### To do:
Answer these questions from the text about the typist position dispute:
1. On what date did Cook deny the plaintiff's request to be reassigned to the full-time typist position at the middle school?
2. From what date were District employees with less seniority than the plaintiff placed in full-time typist positions?
3. What did the Board of Education tell the plaintiff on September 23, 2004?

-------- Extracted text --------

On May 18, 2004, a full-time typist position became available at the middle school. Shortly thereafter, plaintiff notified Cook that she wished to "bump" into the newly open full-time position at the middle school. On June 3, 2004, Cook denied plaintiff's request to be reassigned to that position. On June 21, 2004, plaintiff complained to the Civil Service about Cook's denial of her request and filed a grievance pursuant to the terms of the collective bargaining agreement between her union and the District. Cook denied her grievance that same day.

Meanwhile, District employees with less seniority than plaintiff were placed in full-time typist positions effective July 1, 2004. On July 7, 2004, plaintiff appealed Cook's denial of her request to the Board of Education. On August 17, 2004, Cook requested that plaintiff provide another letter from her physician indicating that she was capable of performing the duties required of a full-time typist. On August 23, 2004, plaintiff complied with this request. On September 23, 2004, the Board of Education notified plaintiff that it supported Cook's decision pertaining to the denial of her grievance.

-------- Records supplied --------

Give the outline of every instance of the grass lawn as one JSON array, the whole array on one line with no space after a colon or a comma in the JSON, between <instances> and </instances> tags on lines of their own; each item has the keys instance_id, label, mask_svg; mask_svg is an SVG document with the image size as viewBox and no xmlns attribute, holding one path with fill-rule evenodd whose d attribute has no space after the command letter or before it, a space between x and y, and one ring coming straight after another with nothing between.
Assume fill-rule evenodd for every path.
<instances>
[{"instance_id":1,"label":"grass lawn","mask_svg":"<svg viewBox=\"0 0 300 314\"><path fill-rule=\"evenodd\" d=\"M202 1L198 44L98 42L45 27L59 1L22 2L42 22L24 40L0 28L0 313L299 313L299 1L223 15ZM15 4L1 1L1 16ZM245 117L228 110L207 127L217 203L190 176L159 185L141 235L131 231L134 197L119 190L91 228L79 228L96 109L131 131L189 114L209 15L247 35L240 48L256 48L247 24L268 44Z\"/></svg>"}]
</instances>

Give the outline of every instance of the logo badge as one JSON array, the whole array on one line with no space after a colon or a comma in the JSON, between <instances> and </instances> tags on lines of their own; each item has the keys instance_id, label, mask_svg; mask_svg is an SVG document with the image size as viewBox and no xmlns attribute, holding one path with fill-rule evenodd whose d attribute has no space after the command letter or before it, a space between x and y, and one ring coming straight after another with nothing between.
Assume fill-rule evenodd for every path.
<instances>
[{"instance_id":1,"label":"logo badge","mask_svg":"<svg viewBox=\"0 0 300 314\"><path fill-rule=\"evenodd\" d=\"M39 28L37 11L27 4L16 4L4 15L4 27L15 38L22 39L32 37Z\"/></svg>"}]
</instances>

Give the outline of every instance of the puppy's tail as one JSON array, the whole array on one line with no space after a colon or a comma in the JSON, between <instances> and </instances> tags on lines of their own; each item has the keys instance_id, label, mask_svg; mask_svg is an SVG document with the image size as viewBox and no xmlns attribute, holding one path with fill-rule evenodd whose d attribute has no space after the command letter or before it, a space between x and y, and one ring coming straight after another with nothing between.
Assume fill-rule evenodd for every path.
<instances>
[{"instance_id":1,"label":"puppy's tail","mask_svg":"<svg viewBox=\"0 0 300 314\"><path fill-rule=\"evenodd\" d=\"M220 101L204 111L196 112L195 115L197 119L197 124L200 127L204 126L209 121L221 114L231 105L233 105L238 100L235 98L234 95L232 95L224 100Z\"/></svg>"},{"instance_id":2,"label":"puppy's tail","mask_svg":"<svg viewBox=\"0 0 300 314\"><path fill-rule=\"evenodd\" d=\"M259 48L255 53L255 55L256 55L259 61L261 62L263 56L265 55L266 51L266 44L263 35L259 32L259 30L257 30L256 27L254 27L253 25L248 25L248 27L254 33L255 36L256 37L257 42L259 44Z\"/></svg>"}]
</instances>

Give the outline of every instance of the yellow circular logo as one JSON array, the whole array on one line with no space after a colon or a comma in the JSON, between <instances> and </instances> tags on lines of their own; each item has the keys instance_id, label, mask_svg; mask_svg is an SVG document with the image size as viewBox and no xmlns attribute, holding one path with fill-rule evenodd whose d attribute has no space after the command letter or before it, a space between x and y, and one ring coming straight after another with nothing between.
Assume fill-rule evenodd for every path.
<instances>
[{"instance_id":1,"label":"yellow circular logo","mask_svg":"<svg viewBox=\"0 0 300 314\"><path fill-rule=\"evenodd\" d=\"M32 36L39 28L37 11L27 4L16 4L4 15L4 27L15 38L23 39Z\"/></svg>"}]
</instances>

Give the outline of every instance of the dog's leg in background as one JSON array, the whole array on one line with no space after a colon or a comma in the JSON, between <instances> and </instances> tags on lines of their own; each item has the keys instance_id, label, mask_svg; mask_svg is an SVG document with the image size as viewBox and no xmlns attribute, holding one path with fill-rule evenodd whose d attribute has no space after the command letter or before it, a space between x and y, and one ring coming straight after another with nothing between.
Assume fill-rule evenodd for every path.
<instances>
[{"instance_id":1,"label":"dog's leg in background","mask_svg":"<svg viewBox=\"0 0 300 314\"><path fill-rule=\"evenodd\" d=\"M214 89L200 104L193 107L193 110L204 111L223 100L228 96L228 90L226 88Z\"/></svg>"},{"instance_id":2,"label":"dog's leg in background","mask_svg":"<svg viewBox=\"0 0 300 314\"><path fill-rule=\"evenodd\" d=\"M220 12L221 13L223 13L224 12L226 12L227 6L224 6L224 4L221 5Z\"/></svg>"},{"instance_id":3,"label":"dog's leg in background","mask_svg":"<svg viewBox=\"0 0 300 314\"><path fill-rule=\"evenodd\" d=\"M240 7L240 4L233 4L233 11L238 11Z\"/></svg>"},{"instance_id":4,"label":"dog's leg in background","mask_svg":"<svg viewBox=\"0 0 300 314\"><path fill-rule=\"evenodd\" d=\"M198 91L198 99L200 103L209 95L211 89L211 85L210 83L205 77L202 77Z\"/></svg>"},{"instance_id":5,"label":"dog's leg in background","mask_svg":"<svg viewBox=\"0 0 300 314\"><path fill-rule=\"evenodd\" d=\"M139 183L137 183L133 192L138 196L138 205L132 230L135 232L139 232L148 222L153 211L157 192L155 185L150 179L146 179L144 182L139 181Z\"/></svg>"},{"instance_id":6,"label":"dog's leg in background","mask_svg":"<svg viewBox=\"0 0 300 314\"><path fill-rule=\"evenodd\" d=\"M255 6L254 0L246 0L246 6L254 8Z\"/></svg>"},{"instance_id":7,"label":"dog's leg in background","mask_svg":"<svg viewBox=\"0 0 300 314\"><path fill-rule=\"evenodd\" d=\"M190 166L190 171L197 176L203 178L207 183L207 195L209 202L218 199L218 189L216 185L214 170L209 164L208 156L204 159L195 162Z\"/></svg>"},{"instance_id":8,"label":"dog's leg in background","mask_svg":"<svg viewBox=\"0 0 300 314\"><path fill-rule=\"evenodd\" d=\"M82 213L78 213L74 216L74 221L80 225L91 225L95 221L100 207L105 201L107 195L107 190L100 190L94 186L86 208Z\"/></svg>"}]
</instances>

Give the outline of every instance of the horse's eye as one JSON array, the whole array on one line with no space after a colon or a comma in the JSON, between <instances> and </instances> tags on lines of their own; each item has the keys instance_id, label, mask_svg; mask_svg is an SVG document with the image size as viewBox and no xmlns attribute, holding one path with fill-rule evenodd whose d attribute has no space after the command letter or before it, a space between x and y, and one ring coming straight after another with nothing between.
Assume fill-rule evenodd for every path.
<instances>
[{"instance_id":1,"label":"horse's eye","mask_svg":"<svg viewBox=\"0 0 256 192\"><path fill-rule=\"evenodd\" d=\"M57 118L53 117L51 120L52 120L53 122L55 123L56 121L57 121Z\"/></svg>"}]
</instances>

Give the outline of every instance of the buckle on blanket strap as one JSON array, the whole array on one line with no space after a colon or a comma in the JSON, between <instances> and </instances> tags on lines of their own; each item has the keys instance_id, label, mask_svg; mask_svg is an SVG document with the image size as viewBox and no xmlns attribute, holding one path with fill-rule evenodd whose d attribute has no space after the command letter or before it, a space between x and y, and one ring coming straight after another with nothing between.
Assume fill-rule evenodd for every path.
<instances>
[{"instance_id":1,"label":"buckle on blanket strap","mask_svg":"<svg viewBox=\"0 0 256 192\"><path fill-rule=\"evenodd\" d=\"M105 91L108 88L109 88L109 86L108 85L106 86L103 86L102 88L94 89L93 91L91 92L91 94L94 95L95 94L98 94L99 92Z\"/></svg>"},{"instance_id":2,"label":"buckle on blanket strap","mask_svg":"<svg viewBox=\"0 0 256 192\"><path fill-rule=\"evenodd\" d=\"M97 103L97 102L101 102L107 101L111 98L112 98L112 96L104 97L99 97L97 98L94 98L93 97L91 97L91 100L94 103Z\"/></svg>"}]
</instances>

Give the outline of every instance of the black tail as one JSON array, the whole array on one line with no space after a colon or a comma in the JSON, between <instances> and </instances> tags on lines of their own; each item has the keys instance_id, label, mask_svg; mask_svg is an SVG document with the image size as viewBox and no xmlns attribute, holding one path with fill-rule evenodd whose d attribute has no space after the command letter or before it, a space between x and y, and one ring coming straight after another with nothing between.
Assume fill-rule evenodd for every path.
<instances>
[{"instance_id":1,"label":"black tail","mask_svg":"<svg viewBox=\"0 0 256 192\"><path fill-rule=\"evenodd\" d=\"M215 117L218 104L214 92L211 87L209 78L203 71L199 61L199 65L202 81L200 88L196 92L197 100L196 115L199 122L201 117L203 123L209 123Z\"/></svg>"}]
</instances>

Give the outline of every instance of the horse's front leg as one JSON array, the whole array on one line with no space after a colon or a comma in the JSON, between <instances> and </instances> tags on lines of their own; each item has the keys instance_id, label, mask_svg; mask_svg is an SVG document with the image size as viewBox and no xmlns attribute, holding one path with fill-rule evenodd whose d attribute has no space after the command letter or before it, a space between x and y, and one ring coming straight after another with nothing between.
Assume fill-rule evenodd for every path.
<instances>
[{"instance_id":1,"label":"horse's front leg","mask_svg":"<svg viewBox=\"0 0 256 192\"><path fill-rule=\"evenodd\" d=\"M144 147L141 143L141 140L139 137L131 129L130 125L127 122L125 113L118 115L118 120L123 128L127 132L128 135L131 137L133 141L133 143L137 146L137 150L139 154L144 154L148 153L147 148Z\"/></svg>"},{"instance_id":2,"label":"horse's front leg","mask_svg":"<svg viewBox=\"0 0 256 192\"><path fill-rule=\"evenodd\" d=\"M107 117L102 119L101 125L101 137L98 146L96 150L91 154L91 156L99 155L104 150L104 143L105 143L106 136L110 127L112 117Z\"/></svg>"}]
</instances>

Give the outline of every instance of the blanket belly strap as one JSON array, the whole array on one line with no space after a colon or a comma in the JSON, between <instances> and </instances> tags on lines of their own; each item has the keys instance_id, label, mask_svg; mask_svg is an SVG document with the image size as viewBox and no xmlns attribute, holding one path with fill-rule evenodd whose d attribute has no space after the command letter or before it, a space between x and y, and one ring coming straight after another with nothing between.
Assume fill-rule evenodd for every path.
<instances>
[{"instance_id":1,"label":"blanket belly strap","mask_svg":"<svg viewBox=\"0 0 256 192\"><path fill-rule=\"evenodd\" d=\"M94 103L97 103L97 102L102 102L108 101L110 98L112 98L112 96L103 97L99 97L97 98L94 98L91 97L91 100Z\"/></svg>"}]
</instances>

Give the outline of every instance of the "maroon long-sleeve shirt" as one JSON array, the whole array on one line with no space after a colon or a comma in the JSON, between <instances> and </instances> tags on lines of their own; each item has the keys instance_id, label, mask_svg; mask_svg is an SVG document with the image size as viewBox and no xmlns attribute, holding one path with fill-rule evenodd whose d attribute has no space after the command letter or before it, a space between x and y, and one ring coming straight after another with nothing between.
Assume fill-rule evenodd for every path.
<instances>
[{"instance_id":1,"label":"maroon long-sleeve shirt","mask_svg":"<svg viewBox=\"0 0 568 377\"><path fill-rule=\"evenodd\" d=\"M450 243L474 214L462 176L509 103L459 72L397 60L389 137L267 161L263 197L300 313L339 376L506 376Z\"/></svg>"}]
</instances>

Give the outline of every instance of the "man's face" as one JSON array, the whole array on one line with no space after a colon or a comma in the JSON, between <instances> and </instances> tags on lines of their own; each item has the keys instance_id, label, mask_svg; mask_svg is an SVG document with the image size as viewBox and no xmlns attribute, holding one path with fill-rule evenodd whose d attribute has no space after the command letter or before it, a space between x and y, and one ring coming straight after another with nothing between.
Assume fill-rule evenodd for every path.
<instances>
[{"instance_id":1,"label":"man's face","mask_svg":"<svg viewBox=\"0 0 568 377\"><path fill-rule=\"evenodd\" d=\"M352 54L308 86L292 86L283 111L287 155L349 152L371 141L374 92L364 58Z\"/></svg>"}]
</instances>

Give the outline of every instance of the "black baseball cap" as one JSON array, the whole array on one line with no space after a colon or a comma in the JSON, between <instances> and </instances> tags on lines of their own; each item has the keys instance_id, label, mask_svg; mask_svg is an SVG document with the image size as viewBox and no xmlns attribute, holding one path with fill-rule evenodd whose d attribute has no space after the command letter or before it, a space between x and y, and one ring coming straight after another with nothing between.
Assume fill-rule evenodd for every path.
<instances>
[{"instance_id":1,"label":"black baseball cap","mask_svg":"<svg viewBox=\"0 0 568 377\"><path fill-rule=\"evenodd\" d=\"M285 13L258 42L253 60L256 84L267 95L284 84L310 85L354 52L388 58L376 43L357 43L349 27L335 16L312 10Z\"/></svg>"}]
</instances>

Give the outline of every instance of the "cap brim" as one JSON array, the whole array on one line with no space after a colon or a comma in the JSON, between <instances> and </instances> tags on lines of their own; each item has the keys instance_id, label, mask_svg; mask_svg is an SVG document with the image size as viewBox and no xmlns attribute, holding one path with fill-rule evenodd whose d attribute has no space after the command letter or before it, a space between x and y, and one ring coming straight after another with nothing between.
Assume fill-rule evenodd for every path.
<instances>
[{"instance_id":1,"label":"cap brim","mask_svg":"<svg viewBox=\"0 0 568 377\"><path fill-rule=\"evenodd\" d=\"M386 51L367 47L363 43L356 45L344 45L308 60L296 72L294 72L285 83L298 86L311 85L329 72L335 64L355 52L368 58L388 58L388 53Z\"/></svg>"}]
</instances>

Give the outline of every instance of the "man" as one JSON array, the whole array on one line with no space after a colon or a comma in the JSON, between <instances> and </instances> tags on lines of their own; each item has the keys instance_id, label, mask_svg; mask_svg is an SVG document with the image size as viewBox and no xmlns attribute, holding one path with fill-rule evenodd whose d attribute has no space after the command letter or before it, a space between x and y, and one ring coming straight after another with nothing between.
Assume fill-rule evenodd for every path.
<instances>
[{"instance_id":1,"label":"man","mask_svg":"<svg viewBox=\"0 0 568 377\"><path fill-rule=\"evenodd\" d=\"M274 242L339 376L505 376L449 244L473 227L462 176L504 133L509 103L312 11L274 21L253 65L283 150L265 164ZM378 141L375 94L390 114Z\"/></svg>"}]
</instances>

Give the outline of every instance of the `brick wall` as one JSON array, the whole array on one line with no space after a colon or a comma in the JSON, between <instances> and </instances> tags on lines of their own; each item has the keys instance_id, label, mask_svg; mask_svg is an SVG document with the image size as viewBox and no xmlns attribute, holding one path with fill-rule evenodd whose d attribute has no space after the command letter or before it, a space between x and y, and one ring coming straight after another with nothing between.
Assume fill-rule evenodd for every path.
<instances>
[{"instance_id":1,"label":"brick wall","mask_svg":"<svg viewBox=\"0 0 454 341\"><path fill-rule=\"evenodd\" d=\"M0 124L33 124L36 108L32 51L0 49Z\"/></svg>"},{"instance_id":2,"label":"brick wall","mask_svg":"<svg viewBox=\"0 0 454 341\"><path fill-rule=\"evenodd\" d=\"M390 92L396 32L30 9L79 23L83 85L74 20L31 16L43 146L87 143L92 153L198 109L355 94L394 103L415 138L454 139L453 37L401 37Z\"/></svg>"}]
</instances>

--------

### Solution for this exercise:
1. June 3, 2004.
2. July 1, 2004.
3. It supported Cook's decision on the denial of her grievance.